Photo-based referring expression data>

------------------------------------------------------------------------

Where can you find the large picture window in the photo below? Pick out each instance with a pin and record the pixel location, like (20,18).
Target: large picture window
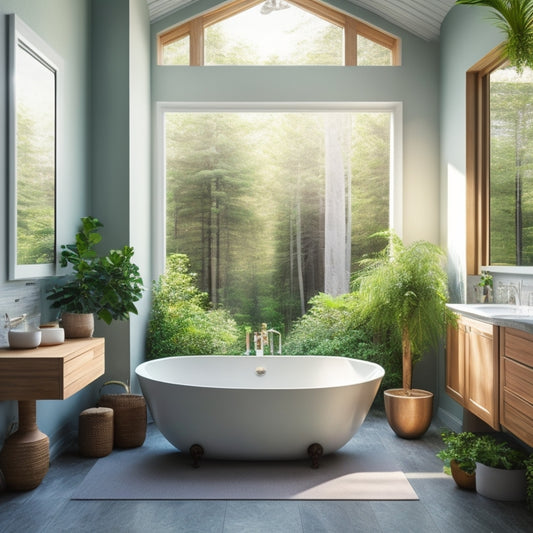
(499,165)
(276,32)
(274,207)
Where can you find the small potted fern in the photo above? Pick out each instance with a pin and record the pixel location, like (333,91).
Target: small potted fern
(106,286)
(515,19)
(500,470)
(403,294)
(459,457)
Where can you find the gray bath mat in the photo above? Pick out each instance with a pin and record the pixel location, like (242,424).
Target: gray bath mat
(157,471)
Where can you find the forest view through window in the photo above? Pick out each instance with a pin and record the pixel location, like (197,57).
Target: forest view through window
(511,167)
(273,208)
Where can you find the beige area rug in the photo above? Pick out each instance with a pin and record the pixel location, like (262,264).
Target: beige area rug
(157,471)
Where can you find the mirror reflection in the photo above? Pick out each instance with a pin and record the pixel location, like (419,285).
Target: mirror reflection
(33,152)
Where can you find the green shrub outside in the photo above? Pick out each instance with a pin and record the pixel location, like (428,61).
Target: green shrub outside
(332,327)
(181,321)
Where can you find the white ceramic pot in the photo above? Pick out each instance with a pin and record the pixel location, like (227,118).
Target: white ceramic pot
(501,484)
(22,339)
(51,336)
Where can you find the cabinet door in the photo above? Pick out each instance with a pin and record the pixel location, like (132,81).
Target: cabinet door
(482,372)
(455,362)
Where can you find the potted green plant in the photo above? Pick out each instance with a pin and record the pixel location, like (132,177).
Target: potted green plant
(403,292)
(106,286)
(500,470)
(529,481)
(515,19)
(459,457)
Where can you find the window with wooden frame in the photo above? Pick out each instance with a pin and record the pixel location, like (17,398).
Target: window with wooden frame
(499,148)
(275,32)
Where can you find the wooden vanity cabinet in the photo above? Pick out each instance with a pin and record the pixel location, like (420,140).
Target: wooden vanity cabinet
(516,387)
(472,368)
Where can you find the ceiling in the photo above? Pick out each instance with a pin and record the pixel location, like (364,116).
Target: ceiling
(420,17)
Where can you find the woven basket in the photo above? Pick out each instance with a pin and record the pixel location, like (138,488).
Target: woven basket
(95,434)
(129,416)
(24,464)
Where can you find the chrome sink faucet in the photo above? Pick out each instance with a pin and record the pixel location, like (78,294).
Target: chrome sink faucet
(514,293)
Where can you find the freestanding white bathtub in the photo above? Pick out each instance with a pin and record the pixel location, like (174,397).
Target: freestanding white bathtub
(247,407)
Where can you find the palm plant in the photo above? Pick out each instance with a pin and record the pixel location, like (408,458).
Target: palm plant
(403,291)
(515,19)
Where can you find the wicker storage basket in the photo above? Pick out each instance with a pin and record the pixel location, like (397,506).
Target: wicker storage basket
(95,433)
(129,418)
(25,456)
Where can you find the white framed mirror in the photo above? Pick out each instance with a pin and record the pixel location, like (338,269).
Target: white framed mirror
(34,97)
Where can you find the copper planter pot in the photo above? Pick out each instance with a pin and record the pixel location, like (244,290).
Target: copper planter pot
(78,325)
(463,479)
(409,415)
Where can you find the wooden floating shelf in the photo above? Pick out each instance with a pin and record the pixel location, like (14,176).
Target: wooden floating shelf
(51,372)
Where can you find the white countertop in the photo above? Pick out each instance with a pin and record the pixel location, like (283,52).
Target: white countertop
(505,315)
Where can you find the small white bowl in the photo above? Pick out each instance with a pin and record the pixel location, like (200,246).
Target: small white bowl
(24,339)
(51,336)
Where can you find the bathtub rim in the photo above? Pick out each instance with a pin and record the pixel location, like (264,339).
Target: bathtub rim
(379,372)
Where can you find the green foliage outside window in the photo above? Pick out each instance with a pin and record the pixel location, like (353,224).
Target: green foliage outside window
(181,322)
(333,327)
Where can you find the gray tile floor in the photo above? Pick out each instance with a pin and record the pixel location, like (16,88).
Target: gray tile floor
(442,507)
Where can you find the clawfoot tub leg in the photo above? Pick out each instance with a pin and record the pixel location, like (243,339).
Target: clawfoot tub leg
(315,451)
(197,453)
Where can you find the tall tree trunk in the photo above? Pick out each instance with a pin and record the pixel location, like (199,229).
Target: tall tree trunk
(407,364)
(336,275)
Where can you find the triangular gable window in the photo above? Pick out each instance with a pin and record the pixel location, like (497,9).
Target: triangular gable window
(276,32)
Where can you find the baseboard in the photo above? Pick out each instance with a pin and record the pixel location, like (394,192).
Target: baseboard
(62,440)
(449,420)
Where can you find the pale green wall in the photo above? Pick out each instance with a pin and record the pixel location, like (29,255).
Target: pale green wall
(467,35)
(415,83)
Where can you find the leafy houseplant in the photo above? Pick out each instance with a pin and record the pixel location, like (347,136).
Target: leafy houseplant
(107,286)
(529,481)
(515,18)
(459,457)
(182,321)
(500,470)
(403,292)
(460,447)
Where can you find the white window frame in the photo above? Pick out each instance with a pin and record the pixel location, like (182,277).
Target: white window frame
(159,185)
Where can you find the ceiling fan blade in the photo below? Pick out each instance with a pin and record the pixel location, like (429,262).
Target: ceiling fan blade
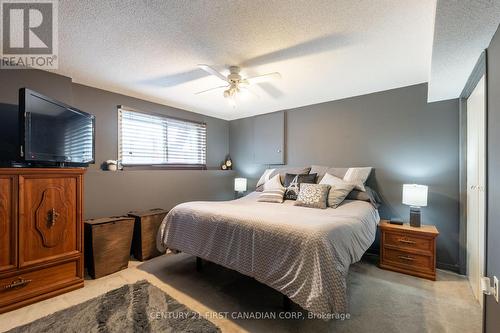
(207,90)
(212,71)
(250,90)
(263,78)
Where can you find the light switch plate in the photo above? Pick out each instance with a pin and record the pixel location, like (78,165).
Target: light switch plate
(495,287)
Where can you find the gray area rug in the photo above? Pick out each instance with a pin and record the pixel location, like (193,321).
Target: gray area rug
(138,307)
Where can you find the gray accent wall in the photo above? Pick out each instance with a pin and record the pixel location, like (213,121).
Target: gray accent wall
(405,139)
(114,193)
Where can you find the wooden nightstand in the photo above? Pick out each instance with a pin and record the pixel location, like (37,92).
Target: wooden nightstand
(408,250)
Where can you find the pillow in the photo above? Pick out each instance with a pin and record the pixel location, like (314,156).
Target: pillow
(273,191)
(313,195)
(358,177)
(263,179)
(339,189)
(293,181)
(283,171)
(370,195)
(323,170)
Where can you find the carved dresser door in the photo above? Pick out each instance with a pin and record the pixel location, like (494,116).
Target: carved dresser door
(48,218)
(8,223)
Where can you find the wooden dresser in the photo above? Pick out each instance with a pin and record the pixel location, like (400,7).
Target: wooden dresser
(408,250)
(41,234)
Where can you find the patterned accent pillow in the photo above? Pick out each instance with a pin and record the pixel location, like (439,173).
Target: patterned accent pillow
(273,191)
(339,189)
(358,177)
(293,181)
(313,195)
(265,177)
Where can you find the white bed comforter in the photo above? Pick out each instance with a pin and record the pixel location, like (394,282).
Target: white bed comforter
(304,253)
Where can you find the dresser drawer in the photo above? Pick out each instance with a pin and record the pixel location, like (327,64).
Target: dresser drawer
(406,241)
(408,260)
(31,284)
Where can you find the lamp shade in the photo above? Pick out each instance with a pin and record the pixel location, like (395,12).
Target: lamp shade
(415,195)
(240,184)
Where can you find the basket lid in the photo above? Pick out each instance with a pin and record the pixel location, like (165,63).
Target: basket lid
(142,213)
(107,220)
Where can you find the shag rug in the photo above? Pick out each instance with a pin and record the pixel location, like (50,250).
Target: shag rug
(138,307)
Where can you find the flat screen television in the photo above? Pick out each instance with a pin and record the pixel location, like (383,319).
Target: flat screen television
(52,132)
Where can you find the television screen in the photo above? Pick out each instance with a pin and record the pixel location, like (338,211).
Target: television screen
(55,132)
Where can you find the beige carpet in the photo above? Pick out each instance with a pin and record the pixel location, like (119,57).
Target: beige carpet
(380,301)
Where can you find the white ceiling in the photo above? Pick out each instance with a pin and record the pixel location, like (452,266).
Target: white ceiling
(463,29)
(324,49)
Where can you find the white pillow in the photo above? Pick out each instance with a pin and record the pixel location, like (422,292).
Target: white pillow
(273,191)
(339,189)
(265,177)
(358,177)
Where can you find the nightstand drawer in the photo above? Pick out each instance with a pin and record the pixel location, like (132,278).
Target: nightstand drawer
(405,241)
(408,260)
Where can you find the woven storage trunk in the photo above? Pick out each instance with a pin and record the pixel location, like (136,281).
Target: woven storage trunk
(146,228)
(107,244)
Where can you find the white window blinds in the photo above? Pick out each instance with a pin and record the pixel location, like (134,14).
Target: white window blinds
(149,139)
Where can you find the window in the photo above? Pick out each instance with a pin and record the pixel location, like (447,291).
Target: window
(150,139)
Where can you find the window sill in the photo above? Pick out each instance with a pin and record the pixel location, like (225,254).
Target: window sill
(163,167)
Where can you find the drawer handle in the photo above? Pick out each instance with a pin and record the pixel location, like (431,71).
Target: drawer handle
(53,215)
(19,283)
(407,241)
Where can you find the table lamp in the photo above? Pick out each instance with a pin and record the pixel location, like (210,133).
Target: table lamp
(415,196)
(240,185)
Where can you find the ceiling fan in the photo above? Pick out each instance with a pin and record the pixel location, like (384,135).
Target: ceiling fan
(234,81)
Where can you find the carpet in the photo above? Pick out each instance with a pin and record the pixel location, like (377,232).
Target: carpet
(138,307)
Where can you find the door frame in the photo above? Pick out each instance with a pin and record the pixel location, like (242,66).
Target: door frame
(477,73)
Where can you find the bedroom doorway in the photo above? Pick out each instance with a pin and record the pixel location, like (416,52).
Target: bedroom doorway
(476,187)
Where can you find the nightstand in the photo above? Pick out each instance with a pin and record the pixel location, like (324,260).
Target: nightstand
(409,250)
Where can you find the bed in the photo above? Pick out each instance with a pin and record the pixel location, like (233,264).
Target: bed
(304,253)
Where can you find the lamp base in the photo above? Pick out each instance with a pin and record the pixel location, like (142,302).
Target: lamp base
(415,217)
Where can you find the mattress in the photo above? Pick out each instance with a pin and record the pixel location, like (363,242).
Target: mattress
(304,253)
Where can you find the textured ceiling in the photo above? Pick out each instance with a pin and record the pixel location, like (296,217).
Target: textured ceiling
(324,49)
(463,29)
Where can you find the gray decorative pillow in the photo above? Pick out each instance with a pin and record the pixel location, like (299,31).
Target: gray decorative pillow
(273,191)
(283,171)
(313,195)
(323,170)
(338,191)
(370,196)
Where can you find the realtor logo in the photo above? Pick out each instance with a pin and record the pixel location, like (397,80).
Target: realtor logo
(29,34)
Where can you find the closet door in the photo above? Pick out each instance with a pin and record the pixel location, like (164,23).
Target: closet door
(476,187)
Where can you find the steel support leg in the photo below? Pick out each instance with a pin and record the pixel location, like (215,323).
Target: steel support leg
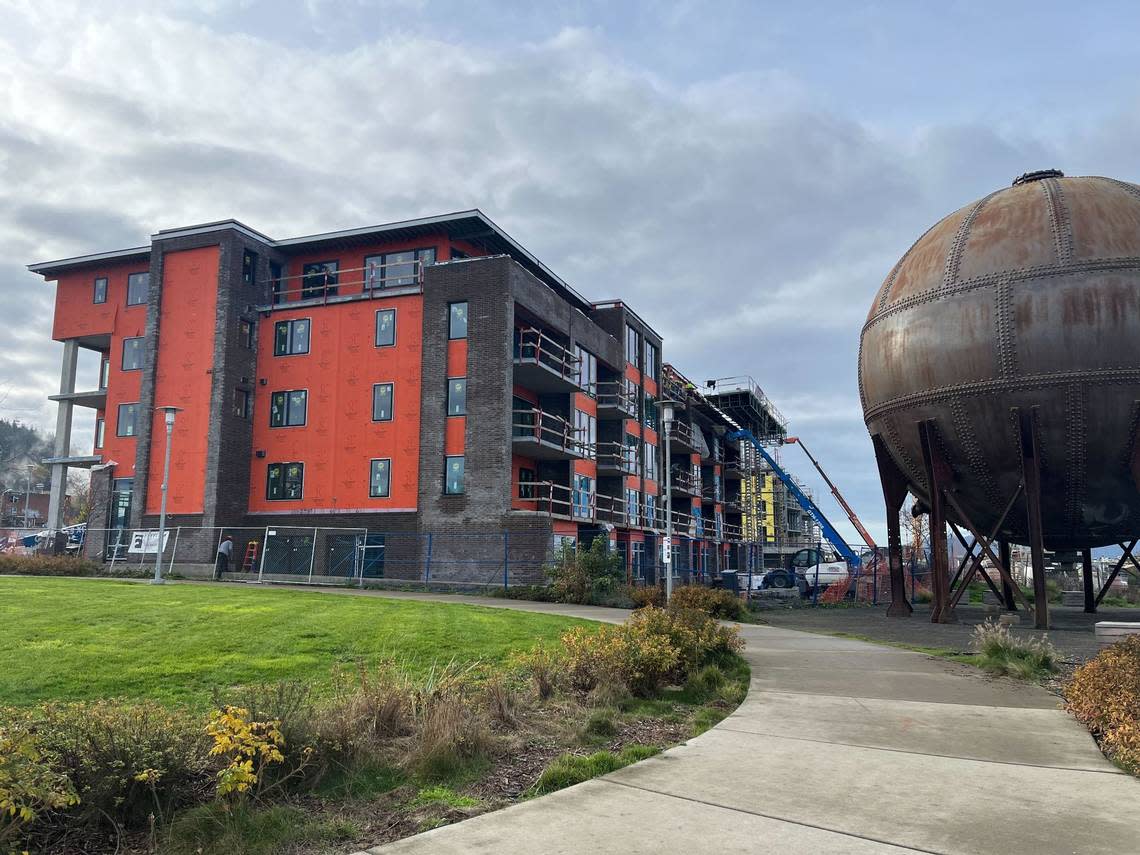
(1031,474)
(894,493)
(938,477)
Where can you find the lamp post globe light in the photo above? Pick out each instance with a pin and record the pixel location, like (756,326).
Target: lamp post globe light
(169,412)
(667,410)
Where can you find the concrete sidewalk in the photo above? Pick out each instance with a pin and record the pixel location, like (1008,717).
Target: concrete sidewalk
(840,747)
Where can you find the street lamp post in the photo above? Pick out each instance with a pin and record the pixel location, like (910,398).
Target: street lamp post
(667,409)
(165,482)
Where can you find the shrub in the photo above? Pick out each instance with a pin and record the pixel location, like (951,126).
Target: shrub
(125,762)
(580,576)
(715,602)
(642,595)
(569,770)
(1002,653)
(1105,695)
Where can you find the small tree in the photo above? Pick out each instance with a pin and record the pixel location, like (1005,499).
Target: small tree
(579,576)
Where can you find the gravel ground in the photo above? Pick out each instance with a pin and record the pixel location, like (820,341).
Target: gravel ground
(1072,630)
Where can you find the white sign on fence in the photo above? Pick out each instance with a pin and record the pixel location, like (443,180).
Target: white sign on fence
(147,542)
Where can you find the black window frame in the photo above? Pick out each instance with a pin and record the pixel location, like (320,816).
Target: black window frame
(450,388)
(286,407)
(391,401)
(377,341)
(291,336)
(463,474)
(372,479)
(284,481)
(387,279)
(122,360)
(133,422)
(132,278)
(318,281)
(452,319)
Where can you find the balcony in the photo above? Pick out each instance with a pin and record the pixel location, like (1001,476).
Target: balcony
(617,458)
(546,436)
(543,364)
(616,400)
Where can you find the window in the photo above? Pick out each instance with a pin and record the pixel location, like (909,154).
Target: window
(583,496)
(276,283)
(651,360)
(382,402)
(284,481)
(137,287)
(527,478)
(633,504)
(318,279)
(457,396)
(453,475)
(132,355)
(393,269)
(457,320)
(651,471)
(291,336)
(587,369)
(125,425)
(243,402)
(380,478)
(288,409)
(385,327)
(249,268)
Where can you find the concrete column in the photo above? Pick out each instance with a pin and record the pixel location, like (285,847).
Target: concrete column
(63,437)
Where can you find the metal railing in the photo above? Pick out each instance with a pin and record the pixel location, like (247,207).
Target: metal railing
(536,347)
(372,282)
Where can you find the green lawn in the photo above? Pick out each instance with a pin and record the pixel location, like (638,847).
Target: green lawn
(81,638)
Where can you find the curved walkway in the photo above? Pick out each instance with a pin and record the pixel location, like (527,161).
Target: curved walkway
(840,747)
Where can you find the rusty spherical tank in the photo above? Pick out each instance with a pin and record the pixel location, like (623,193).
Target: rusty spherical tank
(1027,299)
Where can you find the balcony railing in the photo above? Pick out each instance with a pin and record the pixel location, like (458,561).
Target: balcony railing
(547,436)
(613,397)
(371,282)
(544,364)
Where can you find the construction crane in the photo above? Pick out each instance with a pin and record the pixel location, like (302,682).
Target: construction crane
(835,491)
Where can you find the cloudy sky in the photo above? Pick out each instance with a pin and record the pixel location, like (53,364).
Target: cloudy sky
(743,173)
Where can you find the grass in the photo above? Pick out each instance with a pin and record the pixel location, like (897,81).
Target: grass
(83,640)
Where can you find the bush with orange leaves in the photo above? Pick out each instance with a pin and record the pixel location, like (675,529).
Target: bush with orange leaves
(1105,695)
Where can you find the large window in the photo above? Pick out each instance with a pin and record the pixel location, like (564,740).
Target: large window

------------------------------------------------------------------------

WORK INSTRUCTIONS> If a line in the records contains the string "below", copy it out.

WRITTEN ANSWER>
Where can you find the large picture window in the photo below? Pick out each instance with a pin and record the pixel location, like (20,18).
Where can you find the ceiling fan blade in the photo below? Pick out each instance with a pin and record the pixel location, like (429,262).
Where can you find the steel support leg in the photo below? Pick out each instance with a pin and record the pixel location, like (215,323).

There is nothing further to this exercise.